━━ EXERCISE MATERIALS ━━

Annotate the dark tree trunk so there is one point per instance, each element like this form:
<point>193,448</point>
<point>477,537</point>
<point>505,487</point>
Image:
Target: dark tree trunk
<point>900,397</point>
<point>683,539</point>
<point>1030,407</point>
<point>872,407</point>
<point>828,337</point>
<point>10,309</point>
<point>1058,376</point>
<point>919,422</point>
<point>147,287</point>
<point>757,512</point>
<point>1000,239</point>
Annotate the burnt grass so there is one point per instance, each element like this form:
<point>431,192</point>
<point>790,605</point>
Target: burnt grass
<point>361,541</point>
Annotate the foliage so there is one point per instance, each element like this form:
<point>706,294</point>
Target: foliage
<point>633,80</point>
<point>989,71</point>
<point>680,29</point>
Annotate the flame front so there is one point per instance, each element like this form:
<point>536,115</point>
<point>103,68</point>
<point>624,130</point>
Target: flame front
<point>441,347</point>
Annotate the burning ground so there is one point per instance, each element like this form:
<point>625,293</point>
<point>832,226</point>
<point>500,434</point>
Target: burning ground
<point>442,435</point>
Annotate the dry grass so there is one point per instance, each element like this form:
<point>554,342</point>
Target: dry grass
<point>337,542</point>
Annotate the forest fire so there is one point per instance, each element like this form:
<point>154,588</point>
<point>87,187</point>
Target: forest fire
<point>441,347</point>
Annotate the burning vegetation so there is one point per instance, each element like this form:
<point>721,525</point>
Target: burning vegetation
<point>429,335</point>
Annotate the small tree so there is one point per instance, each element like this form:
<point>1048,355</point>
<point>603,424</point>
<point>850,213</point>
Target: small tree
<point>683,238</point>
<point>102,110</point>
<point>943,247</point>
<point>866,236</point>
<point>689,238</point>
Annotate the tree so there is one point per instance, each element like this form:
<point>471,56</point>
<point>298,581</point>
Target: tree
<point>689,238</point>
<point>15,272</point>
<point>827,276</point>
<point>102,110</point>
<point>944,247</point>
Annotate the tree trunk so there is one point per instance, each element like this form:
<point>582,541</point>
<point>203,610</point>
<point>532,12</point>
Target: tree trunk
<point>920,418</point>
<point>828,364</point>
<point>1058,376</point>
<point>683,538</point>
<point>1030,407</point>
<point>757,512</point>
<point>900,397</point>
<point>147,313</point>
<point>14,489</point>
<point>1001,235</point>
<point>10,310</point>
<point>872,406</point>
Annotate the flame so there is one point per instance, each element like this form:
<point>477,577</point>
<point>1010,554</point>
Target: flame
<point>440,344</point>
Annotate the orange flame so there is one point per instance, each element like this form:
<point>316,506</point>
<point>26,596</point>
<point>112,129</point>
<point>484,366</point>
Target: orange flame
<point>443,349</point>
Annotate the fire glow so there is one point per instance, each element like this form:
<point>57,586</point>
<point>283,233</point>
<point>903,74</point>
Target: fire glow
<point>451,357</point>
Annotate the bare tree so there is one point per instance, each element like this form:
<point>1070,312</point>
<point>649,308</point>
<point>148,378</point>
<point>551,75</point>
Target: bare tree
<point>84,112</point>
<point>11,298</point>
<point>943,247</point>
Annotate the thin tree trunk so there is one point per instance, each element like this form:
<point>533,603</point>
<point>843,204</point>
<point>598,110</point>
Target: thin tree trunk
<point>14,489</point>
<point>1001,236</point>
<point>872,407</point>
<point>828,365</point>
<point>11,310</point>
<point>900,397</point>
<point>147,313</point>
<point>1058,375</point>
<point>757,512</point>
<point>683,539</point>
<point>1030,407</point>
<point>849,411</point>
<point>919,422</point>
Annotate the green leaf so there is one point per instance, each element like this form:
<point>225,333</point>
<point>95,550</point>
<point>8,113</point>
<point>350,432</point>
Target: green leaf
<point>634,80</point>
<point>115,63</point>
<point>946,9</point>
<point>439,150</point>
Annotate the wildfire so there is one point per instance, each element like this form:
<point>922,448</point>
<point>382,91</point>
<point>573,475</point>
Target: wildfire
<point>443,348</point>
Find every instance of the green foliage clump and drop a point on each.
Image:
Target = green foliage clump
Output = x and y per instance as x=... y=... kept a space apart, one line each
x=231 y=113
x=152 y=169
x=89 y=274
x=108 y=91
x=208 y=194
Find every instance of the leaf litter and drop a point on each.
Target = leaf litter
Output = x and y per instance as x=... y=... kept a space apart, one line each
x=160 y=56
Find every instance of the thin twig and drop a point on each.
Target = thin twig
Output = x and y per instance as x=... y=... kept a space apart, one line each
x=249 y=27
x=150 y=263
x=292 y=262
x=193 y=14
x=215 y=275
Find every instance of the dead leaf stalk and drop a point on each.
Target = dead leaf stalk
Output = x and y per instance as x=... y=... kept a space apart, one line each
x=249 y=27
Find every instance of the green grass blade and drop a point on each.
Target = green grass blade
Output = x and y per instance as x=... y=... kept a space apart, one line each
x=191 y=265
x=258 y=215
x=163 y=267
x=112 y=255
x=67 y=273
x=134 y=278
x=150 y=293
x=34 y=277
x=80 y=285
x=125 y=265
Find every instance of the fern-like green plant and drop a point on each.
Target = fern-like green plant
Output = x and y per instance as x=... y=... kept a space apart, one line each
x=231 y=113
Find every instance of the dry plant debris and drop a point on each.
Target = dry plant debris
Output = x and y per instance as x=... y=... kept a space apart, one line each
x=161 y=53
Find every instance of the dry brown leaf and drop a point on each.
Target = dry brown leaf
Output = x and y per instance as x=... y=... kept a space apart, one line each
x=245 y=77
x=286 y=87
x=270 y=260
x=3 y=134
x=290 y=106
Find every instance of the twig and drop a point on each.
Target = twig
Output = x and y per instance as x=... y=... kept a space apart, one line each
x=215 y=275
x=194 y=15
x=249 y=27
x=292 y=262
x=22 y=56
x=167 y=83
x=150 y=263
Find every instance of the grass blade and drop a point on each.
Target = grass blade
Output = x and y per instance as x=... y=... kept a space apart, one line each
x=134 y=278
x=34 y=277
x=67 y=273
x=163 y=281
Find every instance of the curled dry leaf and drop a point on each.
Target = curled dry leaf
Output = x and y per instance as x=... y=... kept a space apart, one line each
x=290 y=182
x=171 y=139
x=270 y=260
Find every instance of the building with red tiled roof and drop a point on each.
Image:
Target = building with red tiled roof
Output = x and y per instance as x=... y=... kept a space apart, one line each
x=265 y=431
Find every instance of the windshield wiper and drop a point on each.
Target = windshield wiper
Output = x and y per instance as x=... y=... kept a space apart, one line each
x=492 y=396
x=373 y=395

━━━

PROBLEM STATEMENT » Your answer must consist of every line from the listing that holds the string "brown".

RESPONSE FOR THIS EXERCISE »
Find every instance of the dry brown leaf and drop a point on each.
Target = dry brown leaf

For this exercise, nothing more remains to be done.